[Region outline entries]
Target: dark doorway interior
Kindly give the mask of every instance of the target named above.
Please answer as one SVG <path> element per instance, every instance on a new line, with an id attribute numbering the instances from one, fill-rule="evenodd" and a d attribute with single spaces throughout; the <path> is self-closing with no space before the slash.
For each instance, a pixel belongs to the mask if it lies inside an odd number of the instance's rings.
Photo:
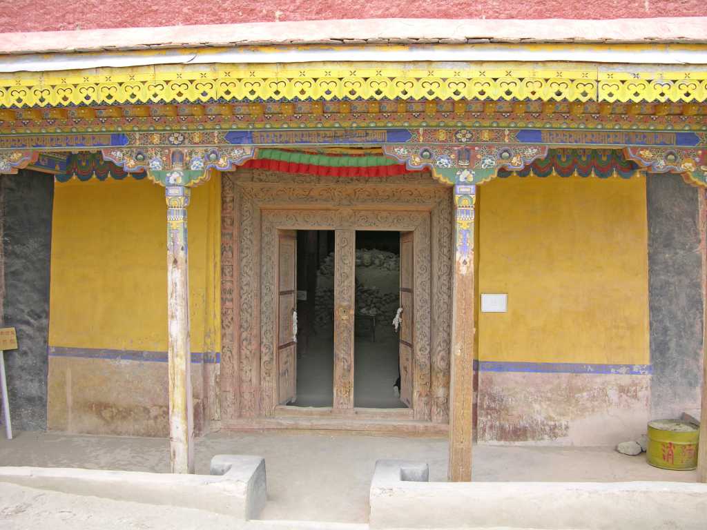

§ Task directions:
Update the data above by replacing "dark doorway interior" with "shadowed doorway interior" wherever it appears and changing nothing else. Leave the pictures out of your answer.

§ The solution:
Target: shadowed doorway interior
Kindly give the mask of every instance of the target named above.
Please answer as one SVG <path> element per instance, every instance on a new line, with an id attribute numbering the instances from one, fill-rule="evenodd" and a d attribute with single spaces throughout; the <path> is self-closing with no space before the slash.
For each instance, a pixel belongs to the mask if it lies inside an odd number of the instance's rings.
Photo:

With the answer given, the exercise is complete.